[Point localization data]
Start of Block
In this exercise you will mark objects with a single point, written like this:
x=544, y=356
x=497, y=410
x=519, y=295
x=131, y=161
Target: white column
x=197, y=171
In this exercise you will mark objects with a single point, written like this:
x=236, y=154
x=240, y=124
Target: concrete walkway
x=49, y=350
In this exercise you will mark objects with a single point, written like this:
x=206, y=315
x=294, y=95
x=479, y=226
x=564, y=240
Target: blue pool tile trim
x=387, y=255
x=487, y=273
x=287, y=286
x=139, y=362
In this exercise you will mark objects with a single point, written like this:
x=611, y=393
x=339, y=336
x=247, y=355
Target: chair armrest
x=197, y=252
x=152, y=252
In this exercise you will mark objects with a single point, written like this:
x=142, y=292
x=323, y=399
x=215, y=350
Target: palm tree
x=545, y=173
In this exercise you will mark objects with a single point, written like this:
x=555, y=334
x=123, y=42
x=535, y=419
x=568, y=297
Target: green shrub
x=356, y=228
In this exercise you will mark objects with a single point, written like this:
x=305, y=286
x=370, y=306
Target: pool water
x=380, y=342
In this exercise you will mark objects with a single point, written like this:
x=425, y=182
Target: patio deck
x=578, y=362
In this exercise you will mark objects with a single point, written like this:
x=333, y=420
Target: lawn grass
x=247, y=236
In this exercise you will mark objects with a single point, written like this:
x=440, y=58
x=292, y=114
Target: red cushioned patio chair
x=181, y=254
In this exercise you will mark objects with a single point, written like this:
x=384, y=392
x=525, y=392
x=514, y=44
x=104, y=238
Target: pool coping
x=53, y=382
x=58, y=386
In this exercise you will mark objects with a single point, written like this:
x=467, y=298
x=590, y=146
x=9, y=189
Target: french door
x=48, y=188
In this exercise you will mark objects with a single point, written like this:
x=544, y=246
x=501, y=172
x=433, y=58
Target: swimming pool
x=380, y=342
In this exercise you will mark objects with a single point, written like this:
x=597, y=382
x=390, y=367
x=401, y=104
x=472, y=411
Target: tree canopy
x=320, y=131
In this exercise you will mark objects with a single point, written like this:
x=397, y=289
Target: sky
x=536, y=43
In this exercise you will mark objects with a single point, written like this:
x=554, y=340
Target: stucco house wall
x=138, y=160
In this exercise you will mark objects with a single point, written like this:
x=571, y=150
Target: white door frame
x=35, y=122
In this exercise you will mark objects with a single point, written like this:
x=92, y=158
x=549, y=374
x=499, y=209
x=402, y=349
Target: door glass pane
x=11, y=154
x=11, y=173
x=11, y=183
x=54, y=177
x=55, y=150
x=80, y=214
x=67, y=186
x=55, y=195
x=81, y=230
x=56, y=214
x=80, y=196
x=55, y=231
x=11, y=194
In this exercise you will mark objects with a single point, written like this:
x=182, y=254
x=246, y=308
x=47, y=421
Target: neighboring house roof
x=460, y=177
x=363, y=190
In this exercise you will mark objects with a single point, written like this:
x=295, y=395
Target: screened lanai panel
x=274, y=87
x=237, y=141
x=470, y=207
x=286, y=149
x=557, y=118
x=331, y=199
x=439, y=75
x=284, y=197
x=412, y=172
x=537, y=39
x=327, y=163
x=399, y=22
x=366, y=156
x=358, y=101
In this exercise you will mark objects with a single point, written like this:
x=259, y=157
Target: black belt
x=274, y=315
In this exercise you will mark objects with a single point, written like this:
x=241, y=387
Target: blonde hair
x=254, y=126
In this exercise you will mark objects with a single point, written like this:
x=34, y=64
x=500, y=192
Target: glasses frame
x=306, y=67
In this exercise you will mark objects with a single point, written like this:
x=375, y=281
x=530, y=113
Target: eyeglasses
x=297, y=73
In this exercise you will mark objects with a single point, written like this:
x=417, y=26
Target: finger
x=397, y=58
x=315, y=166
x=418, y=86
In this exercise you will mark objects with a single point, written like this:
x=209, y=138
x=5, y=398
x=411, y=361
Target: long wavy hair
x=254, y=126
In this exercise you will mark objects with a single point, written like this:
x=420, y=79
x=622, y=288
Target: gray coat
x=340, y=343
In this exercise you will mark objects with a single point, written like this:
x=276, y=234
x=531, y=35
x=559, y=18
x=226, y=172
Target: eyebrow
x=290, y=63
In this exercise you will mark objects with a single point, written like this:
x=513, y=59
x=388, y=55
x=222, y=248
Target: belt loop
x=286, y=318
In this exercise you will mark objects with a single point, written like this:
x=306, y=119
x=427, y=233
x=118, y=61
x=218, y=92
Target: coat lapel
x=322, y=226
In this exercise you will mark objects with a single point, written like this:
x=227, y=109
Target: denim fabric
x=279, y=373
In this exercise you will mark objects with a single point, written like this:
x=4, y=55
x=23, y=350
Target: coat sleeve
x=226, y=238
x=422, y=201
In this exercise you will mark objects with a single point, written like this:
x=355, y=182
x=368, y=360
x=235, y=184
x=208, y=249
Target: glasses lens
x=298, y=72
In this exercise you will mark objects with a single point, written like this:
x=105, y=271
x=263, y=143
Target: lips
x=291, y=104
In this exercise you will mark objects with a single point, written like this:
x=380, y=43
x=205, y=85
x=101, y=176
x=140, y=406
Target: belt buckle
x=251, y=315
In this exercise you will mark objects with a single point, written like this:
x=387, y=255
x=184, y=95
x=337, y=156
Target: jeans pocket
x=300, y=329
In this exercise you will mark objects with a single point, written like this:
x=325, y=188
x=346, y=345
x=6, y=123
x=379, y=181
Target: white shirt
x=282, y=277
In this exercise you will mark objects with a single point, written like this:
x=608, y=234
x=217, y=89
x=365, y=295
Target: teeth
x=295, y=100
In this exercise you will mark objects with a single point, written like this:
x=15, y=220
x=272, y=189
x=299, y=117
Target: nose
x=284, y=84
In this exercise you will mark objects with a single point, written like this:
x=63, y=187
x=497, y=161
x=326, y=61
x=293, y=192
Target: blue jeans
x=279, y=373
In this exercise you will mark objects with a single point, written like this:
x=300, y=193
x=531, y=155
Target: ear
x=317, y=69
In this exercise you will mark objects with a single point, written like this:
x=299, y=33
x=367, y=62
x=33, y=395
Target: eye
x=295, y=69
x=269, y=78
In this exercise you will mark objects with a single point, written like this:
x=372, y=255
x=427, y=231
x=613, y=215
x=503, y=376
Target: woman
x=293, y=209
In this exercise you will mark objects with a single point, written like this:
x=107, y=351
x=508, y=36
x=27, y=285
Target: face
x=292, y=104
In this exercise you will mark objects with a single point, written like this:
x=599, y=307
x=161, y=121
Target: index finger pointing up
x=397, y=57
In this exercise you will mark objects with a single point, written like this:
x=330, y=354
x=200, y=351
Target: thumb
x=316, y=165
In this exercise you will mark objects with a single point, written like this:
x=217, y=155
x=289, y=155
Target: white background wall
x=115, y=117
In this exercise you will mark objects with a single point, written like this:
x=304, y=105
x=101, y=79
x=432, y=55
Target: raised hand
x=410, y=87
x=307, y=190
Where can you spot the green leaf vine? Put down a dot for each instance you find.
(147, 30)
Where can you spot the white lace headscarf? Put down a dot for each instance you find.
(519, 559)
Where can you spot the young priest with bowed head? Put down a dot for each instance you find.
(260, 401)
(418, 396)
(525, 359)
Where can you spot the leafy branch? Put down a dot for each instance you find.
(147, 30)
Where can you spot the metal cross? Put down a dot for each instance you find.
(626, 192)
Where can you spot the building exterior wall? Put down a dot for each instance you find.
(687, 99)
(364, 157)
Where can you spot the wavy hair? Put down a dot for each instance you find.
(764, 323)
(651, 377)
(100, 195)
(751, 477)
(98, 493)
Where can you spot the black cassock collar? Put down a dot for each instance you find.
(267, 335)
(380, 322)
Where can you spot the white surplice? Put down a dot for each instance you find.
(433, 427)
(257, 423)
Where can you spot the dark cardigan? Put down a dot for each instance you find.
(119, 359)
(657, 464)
End of Block
- _THE PROBLEM_
Set down the records above once more, exactly as given.

- _TASK SOLUTION_
In this exercise you will mark objects with a single point, written like this:
x=544, y=356
x=497, y=410
x=519, y=295
x=131, y=161
Target: white column
x=197, y=171
In this exercise you will mark objects with a single point, written like this:
x=236, y=154
x=240, y=124
Target: concrete walkway
x=49, y=350
In this exercise you will mark objects with a single point, written like this:
x=206, y=315
x=294, y=95
x=479, y=226
x=564, y=240
Target: blue pool tile trim
x=387, y=255
x=487, y=273
x=287, y=286
x=139, y=362
In this exercise you will mark objects with a single point, written like this:
x=611, y=393
x=339, y=336
x=247, y=355
Target: chair armrest
x=197, y=252
x=152, y=252
In this exercise you will mark objects with a single point, written like this:
x=142, y=292
x=323, y=399
x=215, y=350
Target: palm tree
x=545, y=173
In this exercise you will mark objects with a single point, written like this:
x=555, y=334
x=123, y=42
x=535, y=419
x=568, y=297
Target: green shrub
x=356, y=228
In this exercise you will mark objects with a single point, written like this:
x=305, y=286
x=370, y=306
Target: pool water
x=380, y=342
In this exercise you will mark objects with a single point, written like this:
x=425, y=182
Target: patio deck
x=578, y=362
In this exercise you will mark objects with a single point, written like this:
x=333, y=420
Target: lawn grass
x=247, y=236
In this exercise you will mark objects with a single point, written like this:
x=440, y=58
x=292, y=114
Target: red cushioned patio chair
x=181, y=254
In this exercise you will mark objects with a single point, written like this:
x=384, y=392
x=525, y=392
x=514, y=44
x=104, y=238
Target: pool coping
x=53, y=382
x=58, y=386
In this exercise you will mark objects with a single point, written like this:
x=467, y=298
x=590, y=146
x=9, y=189
Target: french door
x=48, y=188
In this exercise you will mark objects with a single point, written like this:
x=544, y=246
x=501, y=172
x=433, y=58
Target: swimming pool
x=380, y=342
In this exercise you will mark objects with a single point, written like this:
x=597, y=382
x=390, y=367
x=401, y=104
x=472, y=411
Target: tree canopy
x=320, y=131
In this exercise you will mark objects with a single point, written like this:
x=397, y=289
Target: sky
x=536, y=43
In this exercise you will mark objects with a single point, written like this:
x=554, y=340
Target: stucco house wall
x=138, y=160
In this exercise you will mark objects with a single point, written like this:
x=571, y=150
Target: white door frame
x=35, y=122
In this exercise you will mark objects with a single point, written like this:
x=92, y=158
x=549, y=374
x=499, y=209
x=402, y=349
Target: door glass pane
x=11, y=154
x=11, y=173
x=11, y=183
x=54, y=177
x=55, y=150
x=80, y=214
x=67, y=186
x=55, y=195
x=81, y=230
x=56, y=214
x=80, y=196
x=55, y=231
x=11, y=194
In this exercise you will mark objects with a single point, written like this:
x=182, y=254
x=246, y=308
x=47, y=421
Target: neighboring house roof
x=460, y=177
x=363, y=190
In this exercise you will mark objects with a single point, written like this:
x=295, y=395
Target: screened lanai panel
x=274, y=87
x=237, y=141
x=470, y=207
x=286, y=149
x=557, y=118
x=331, y=199
x=439, y=75
x=284, y=197
x=412, y=172
x=537, y=39
x=327, y=163
x=399, y=22
x=366, y=156
x=358, y=101
In this exercise you will mark objects with a single point, written like this:
x=259, y=157
Target: black belt
x=274, y=315
In this exercise you will mark objects with a single point, written like this:
x=241, y=387
Target: blonde hair
x=254, y=126
In this exercise you will mark objects with a single point, written like this:
x=34, y=64
x=500, y=192
Target: glasses frame
x=306, y=67
In this exercise you will mark objects with a single point, written like this:
x=375, y=281
x=530, y=113
Target: eyeglasses
x=297, y=73
In this exercise you will mark objects with a single point, written like this:
x=417, y=26
Target: finger
x=397, y=58
x=315, y=166
x=418, y=86
In this exercise you will mark objects with a single point, written like this:
x=209, y=138
x=5, y=398
x=411, y=361
Target: long wavy hair
x=254, y=126
In this exercise you will mark objects with a single point, written like this:
x=420, y=79
x=622, y=288
Target: gray coat
x=340, y=343
In this exercise you will mark objects with a single point, written like this:
x=276, y=234
x=531, y=35
x=559, y=18
x=226, y=172
Target: eyebrow
x=290, y=63
In this exercise you will mark objects with a single point, written like this:
x=513, y=59
x=388, y=55
x=222, y=248
Target: belt loop
x=286, y=318
In this exercise you will mark objects with a single point, written like this:
x=306, y=119
x=427, y=233
x=118, y=61
x=218, y=92
Target: coat lapel
x=322, y=226
In this exercise you will mark objects with a single point, written like this:
x=227, y=109
Target: denim fabric
x=279, y=373
In this exercise you will mark objects with a single point, written like this:
x=4, y=55
x=23, y=350
Target: coat sleeve
x=226, y=238
x=422, y=201
In this exercise you will mark objects with a single point, written like this:
x=355, y=182
x=368, y=360
x=235, y=184
x=208, y=249
Target: glasses lens
x=298, y=72
In this exercise you will mark objects with a single point, written like this:
x=105, y=271
x=263, y=143
Target: lips
x=291, y=104
In this exercise you will mark objects with a single point, written like this:
x=380, y=43
x=205, y=85
x=101, y=176
x=140, y=406
Target: belt buckle
x=251, y=315
In this exercise you will mark objects with a single point, written like this:
x=387, y=255
x=184, y=95
x=337, y=156
Target: jeans pocket
x=300, y=329
In this exercise you will mark objects with a single point, written like this:
x=325, y=188
x=346, y=345
x=6, y=123
x=379, y=181
Target: white shirt
x=282, y=277
In this exercise you will mark objects with a single point, written like this:
x=608, y=234
x=217, y=89
x=365, y=295
Target: teeth
x=295, y=100
In this exercise you will mark objects with a single point, written like this:
x=15, y=220
x=272, y=189
x=299, y=117
Target: nose
x=284, y=84
In this exercise you will mark objects with a single point, written like this:
x=63, y=187
x=497, y=161
x=326, y=61
x=293, y=192
Target: blue jeans
x=279, y=373
In this exercise you will mark objects with a single point, written like this:
x=300, y=193
x=531, y=155
Target: ear
x=317, y=69
In this exercise you will mark objects with a single point, written like this:
x=299, y=33
x=367, y=62
x=33, y=395
Target: eye
x=295, y=69
x=269, y=78
In this exercise you will mark objects with a single point, written like this:
x=372, y=255
x=427, y=231
x=613, y=215
x=503, y=376
Target: woman
x=293, y=209
In this exercise you will mark objects with a single point, written like this:
x=107, y=351
x=508, y=36
x=27, y=285
Target: face
x=292, y=104
In this exercise you will mark objects with a single point, written like this:
x=599, y=307
x=161, y=121
Target: index finger pointing up
x=397, y=57
In this exercise you will mark objects with a single point, written like this:
x=330, y=354
x=200, y=351
Target: thumb
x=316, y=165
In this exercise you will mark objects with a single point, written like this:
x=217, y=155
x=289, y=155
Target: white background wall
x=115, y=117
In this exercise you will mark objects with a single point, written like this:
x=304, y=105
x=101, y=79
x=432, y=55
Target: raised hand
x=410, y=87
x=307, y=190
Where can you spot the green leaf vine? Put down a dot for each instance you find.
(147, 30)
Where can you spot the white lace headscarf? Put down a dot for each instance you find.
(519, 559)
Where can you spot the young priest with bowed head? Put down a dot for each instance you find.
(260, 401)
(418, 396)
(525, 359)
Where can you spot the leafy branch? Put down a dot for each instance you find.
(147, 30)
Where can you spot the metal cross? Put down a dot for each instance you find.
(626, 192)
Where can you spot the building exterior wall? Put down a dot for each instance you find.
(687, 99)
(364, 157)
Where can you spot the wavy hair? Put down a dot for each instance you find.
(764, 323)
(651, 377)
(100, 195)
(751, 477)
(98, 493)
Where can you spot the black cassock collar? Put down a dot for each instance you find.
(267, 335)
(380, 322)
Where can you spot the white surplice? Put down a dot for each instance you find.
(433, 427)
(257, 423)
Where can you spot the dark cardigan? Put down a dot for each instance you find.
(119, 359)
(657, 464)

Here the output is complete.